- **EXCERPT PROVIDED**:
»»
2018 Hope Vineyard Sauvignon Blanc

“This has layers of complexity. Dry to taste and medium-full bodied, the palate has a tight, deep and intense core of concentrated flavours of green stonefruits entwined with fresh herbs, stalks and cut-grass unfolding greengage and nettle notes. This is a complex, oak-influenced Sauvignon Blanc with green stonefruits and cool-spectrum flavours on a palate with fine textures and very good linearity.”  18/20    Raymond Chan (2017 Vintage)

This ‘alternative’ Sauvignon Blanc developed from a desire to build a complex and textural wine style. Extended skin contact, wild fermentation in barrel and lees contact have contributed subtle aromatic corruption, savoury spice and phenolic interest.

A number of rows within the Hope Vineyard ‘Larches Block’ have been selected for their later-ripening rootstock and spur pruned to encourage more uniform shoot growth and even ripening. One third of the fruit was machine harvested and macerated for 36 hours, the remainder gently pressed immediately after picking. These strikingly different juice portions were briefly settled,  transferred to French oak barriques (17% new), and inoculated with a vineyard yeast pied-de-cuve.  The wine rested on gross yeast lees for a further eight months and completed malolactic fermentation during this time.

This wine sets out to embody the characters of fruit picked a day early rather than a day too late. Aromas are distinctly varietal – ripe yet fresh in equal measure.  Floral, fragrant with notes of zesty citrus oil and herbal, caraway and fennel seed characters. Also present is an added depth of savoury oak, yeast lees and a sniff of struck match complexity.

The palate is incisive and attractively structured. Barrel fermentation and skins-derived extract contribute textural vigour and resilience,  well wrapped within the body of the wine. Its light, natural fruit sweetness (in the way of milk fresh from the coconut), hints of malolactic and integrated yeast characters soften and enrich the whole. The wine fulfills the brief – to create complexity and balance out of a range of  individual elements.
««
- **PROBLEM DETAILS**: Copy the full Hope Vineyard Sauvignon Blanc description above, word for word.

- **EXTRACTED INFORMATION**:
»»
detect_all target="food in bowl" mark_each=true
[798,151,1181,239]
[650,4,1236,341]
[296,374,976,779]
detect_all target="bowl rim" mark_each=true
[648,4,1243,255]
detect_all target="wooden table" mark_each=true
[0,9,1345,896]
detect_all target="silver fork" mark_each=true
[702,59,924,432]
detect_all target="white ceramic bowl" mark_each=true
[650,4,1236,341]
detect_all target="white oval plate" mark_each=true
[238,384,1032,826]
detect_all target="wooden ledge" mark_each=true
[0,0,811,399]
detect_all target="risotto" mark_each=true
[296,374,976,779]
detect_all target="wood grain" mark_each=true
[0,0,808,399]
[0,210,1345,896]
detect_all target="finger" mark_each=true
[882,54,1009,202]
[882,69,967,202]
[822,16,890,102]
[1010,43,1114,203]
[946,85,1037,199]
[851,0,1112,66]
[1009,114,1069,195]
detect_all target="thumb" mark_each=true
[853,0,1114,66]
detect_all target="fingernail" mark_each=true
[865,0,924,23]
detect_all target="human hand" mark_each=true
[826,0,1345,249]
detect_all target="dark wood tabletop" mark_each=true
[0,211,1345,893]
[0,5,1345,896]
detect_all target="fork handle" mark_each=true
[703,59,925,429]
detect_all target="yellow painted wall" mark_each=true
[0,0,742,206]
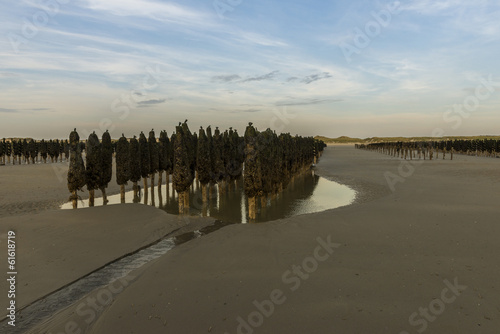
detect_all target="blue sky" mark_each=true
[0,0,500,138]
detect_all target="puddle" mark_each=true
[0,170,355,333]
[61,170,356,224]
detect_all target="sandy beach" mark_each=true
[0,145,500,334]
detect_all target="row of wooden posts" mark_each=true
[68,121,326,219]
[356,139,500,160]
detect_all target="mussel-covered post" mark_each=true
[116,134,130,203]
[158,130,170,198]
[129,136,141,203]
[85,132,101,206]
[212,127,226,194]
[244,123,262,219]
[173,125,192,214]
[196,127,212,204]
[99,130,113,205]
[139,131,151,203]
[0,138,5,165]
[148,129,160,205]
[68,129,85,209]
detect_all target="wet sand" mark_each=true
[0,146,500,333]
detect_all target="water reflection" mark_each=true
[62,170,355,223]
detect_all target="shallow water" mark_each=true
[61,170,356,224]
[0,170,355,333]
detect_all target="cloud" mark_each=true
[212,74,241,82]
[300,72,332,85]
[235,31,287,47]
[137,99,167,107]
[240,71,279,82]
[275,99,344,107]
[0,108,19,113]
[81,0,206,24]
[0,72,19,77]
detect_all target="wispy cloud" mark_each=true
[137,99,167,107]
[84,0,208,24]
[240,71,279,82]
[0,108,19,113]
[212,74,241,82]
[300,72,332,84]
[275,99,343,107]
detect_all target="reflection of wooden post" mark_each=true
[158,171,163,197]
[184,190,189,214]
[151,173,155,206]
[132,182,139,203]
[120,184,125,203]
[248,197,257,220]
[89,189,94,206]
[142,177,148,204]
[201,184,208,217]
[201,184,208,204]
[177,193,184,215]
[71,190,78,209]
[165,176,170,203]
[260,195,267,208]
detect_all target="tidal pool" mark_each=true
[61,170,356,224]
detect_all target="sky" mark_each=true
[0,0,500,139]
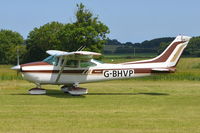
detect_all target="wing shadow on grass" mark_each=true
[12,89,85,98]
[12,89,169,98]
[87,92,169,96]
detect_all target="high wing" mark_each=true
[46,50,101,83]
[46,50,101,59]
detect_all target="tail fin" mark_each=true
[122,36,191,67]
[161,36,191,67]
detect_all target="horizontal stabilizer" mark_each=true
[46,50,101,59]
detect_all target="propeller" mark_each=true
[11,49,21,75]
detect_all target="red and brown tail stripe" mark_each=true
[122,41,186,65]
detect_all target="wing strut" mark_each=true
[56,58,67,83]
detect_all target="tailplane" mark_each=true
[122,36,191,67]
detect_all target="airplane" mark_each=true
[12,35,191,95]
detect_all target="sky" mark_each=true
[0,0,200,43]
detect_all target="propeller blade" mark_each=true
[11,65,21,70]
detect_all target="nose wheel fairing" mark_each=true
[61,86,88,96]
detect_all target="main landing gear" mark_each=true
[60,84,88,96]
[29,83,88,96]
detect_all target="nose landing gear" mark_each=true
[61,84,88,96]
[29,84,47,95]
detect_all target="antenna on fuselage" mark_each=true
[76,46,86,51]
[17,48,19,66]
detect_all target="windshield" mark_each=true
[43,56,58,66]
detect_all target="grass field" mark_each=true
[0,58,200,133]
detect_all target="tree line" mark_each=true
[0,3,109,64]
[0,3,200,64]
[104,36,200,57]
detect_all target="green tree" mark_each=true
[185,37,200,57]
[25,22,64,62]
[59,3,109,52]
[0,30,25,64]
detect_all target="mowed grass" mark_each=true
[0,80,200,133]
[0,58,200,133]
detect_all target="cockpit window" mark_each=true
[65,60,78,68]
[80,60,96,68]
[43,56,58,66]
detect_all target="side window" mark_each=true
[65,60,78,68]
[43,56,58,66]
[80,60,96,68]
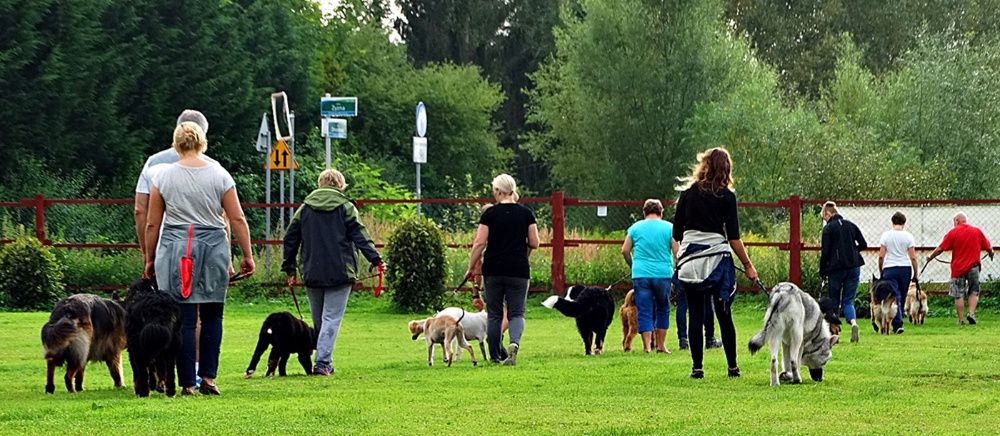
««
- **WORKED ANSWER**:
2018 Hope Vineyard Sauvignon Blanc

“This has layers of complexity. Dry to taste and medium-full bodied, the palate has a tight, deep and intense core of concentrated flavours of green stonefruits entwined with fresh herbs, stalks and cut-grass unfolding greengage and nettle notes. This is a complex, oak-influenced Sauvignon Blanc with green stonefruits and cool-spectrum flavours on a palate with fine textures and very good linearity.”  18/20    Raymond Chan (2017 Vintage)

This ‘alternative’ Sauvignon Blanc developed from a desire to build a complex and textural wine style. Extended skin contact, wild fermentation in barrel and lees contact have contributed subtle aromatic corruption, savoury spice and phenolic interest.

A number of rows within the Hope Vineyard ‘Larches Block’ have been selected for their later-ripening rootstock and spur pruned to encourage more uniform shoot growth and even ripening. One third of the fruit was machine harvested and macerated for 36 hours, the remainder gently pressed immediately after picking. These strikingly different juice portions were briefly settled,  transferred to French oak barriques (17% new), and inoculated with a vineyard yeast pied-de-cuve.  The wine rested on gross yeast lees for a further eight months and completed malolactic fermentation during this time.

This wine sets out to embody the characters of fruit picked a day early rather than a day too late. Aromas are distinctly varietal – ripe yet fresh in equal measure.  Floral, fragrant with notes of zesty citrus oil and herbal, caraway and fennel seed characters. Also present is an added depth of savoury oak, yeast lees and a sniff of struck match complexity.

The palate is incisive and attractively structured. Barrel fermentation and skins-derived extract contribute textural vigour and resilience,  well wrapped within the body of the wine. Its light, natural fruit sweetness (in the way of milk fresh from the coconut), hints of malolactic and integrated yeast characters soften and enrich the whole. The wine fulfills the brief – to create complexity and balance out of a range of  individual elements.